### Provided material
>> begin
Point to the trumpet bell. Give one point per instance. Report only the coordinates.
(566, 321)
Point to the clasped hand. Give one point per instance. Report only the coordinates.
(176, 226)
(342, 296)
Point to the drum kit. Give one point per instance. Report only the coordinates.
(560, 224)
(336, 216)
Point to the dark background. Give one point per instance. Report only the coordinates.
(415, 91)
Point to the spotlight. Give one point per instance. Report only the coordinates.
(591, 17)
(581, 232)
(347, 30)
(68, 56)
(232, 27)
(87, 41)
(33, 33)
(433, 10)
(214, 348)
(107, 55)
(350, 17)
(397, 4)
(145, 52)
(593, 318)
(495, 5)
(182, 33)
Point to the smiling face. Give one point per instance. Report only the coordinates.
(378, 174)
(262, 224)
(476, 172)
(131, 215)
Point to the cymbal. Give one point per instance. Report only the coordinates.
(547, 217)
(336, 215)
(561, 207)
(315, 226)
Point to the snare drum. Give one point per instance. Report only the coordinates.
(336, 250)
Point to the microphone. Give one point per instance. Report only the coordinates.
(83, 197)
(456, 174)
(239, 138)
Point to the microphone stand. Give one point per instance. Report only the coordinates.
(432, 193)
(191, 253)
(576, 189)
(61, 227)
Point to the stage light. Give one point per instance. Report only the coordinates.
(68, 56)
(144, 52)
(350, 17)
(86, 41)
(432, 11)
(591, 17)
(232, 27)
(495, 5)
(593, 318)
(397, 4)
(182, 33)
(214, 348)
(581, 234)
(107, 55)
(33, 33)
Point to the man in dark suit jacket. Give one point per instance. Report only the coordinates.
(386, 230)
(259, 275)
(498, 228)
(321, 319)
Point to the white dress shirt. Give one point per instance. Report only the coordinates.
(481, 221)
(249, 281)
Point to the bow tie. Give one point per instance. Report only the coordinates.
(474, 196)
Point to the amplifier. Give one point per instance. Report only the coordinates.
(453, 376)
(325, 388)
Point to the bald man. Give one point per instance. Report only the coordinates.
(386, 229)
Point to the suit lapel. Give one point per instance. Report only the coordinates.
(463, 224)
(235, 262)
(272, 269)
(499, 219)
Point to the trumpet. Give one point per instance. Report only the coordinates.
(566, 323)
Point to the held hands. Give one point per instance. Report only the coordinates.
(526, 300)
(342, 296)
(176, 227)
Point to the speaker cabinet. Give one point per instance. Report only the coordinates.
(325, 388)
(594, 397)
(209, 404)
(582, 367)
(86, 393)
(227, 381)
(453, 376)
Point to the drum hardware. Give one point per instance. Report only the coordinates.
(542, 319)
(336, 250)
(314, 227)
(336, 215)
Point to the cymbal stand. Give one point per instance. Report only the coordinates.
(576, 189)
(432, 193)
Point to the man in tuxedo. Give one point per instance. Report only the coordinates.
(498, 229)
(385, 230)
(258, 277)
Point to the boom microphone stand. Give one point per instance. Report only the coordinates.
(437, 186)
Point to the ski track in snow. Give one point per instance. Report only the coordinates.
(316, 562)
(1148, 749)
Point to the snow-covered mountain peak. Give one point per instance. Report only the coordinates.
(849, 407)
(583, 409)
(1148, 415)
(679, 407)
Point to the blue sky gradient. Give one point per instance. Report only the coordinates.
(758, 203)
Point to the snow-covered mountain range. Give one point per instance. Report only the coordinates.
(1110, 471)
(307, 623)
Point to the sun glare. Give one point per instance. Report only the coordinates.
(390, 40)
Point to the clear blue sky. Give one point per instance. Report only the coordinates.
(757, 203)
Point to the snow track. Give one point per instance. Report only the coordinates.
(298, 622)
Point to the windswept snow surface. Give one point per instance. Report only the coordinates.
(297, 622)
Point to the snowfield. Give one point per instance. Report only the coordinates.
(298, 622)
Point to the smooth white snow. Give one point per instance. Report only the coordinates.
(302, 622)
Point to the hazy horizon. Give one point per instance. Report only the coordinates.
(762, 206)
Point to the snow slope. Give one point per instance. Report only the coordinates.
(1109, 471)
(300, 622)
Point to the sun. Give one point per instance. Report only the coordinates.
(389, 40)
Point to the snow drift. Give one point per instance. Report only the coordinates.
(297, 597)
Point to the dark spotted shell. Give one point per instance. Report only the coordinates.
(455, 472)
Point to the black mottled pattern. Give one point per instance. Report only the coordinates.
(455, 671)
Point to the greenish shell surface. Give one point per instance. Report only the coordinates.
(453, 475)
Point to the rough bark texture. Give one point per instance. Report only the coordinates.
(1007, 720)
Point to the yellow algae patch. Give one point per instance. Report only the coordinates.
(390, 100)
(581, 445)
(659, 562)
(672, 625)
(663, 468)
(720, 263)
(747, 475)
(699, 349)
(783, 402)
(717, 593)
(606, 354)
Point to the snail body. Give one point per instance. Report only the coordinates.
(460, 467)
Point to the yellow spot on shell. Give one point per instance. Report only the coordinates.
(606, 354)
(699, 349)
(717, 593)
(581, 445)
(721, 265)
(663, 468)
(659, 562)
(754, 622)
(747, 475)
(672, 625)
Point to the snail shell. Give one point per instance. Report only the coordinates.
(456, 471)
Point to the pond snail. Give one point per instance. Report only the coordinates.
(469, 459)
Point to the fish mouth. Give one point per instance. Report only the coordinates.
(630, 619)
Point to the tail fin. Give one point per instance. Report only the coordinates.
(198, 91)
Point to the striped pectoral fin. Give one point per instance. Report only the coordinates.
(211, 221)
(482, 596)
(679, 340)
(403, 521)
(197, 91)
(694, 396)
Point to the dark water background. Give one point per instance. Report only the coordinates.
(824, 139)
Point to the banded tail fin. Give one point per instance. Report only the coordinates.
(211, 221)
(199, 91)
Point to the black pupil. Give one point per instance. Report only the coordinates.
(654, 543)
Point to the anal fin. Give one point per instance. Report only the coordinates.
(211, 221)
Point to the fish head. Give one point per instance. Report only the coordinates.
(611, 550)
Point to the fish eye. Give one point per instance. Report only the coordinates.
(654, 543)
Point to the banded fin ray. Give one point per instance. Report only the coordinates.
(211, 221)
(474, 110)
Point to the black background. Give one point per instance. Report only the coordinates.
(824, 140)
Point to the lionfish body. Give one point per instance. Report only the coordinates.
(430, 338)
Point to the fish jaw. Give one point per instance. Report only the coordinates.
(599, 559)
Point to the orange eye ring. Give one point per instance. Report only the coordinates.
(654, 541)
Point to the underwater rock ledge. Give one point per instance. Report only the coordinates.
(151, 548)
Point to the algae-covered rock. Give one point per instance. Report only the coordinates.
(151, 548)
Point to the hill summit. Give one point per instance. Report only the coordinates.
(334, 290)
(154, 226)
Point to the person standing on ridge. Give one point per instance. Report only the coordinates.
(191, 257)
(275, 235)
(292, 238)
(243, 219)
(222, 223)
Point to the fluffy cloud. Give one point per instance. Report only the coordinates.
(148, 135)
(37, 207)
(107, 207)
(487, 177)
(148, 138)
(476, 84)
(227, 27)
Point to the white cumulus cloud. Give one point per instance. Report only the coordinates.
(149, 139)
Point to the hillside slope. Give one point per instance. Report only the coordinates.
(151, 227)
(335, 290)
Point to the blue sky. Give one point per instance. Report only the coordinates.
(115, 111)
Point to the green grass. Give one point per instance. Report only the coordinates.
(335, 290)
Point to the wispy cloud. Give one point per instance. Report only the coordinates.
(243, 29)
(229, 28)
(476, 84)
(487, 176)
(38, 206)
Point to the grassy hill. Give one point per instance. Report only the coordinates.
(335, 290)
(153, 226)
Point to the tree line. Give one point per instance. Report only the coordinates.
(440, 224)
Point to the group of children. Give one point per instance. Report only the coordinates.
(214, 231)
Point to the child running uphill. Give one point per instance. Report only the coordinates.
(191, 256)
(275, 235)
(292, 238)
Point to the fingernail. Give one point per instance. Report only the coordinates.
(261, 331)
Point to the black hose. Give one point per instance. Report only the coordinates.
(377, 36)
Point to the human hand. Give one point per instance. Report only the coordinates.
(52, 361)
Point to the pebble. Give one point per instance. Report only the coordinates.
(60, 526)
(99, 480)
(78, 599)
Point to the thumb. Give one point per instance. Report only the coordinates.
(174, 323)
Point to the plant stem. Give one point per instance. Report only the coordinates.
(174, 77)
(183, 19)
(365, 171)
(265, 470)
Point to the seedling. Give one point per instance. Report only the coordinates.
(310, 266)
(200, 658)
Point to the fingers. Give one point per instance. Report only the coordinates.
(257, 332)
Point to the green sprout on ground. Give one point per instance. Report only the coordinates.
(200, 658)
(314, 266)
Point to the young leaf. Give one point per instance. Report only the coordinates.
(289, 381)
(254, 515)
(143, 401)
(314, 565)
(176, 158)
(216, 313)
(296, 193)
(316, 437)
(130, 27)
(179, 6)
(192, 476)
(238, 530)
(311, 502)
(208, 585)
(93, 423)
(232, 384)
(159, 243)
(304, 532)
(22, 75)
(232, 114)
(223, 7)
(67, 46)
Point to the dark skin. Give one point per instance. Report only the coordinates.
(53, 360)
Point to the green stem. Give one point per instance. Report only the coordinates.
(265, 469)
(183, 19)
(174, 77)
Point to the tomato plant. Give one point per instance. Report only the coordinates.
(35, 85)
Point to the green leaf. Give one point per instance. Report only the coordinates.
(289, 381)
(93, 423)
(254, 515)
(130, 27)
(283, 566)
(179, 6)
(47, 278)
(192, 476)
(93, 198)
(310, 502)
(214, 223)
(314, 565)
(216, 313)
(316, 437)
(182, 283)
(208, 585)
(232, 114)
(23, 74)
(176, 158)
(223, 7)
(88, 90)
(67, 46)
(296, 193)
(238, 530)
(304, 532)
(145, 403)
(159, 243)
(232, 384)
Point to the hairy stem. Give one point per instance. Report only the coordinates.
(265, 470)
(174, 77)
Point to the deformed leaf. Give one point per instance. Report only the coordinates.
>> end
### Task requirements
Copy out the material without changes, starting at the line that contains "Point to the boom" and ending after the line that contains "(1007, 720)".

### Output for this task
Point to the boom microphone stand. Give one point per instance. Report only the coordinates.
(437, 186)
Point to the ski track in snow. Give one point per instance. Report only the coordinates.
(316, 562)
(1148, 749)
Point to the snow-covered mountain peak. Give one point per instance. Report only the coordinates.
(849, 407)
(583, 409)
(1148, 415)
(679, 407)
Point to the blue sky gradient. Give one point per instance. Report only the coordinates.
(758, 203)
Point to the snow-covered mountain range. Give one point per instance. Report only the coordinates.
(1110, 471)
(307, 623)
Point to the sun glare. Give one point per instance. Report only the coordinates.
(390, 40)
Point to the clear blue sky. Give one point per instance. Report only the coordinates.
(757, 203)
Point to the snow track. Give one point per instance. Report only the coordinates.
(298, 622)
Point to the windswept snow surface. Give one point per instance. Report only the coordinates.
(297, 622)
Point to the snowfield. Give one point per instance. Report only the coordinates.
(298, 622)
Point to the smooth white snow. Give one point per instance. Report only the coordinates.
(302, 622)
Point to the hazy horizon. Give one point per instance. Report only the coordinates.
(762, 206)
Point to the snow slope. Give one point per instance. Report only the coordinates.
(1109, 471)
(300, 622)
Point to the sun. Give one point per instance. Report only the coordinates.
(389, 40)
Point to the snow drift. Give one point per instance. Report only the coordinates.
(297, 597)
Point to the dark spotted shell. Give one point per instance. Report only the coordinates.
(455, 472)
Point to the black mottled pattern. Give one point per instance. Report only the coordinates.
(455, 671)
Point to the greenish shell surface. Give one point per instance. Report only the coordinates.
(453, 475)
Point to the rough bark texture. Give one point per instance. Report only the coordinates.
(1007, 720)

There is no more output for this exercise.